*Required action*
Your answer should consist of the lines holding "outline", copied from the material below.

*Provided data*
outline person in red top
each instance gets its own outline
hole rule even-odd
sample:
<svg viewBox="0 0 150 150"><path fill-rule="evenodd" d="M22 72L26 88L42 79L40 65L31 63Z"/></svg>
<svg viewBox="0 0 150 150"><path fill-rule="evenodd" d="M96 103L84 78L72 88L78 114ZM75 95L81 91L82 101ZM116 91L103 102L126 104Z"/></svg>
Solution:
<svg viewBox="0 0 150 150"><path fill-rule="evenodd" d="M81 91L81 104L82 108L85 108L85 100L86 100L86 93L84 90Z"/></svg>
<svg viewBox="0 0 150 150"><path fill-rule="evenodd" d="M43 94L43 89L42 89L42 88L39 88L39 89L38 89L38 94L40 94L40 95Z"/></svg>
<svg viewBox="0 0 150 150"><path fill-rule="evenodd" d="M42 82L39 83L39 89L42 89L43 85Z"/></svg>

*Answer to the problem*
outline person in red top
each instance gets its own outline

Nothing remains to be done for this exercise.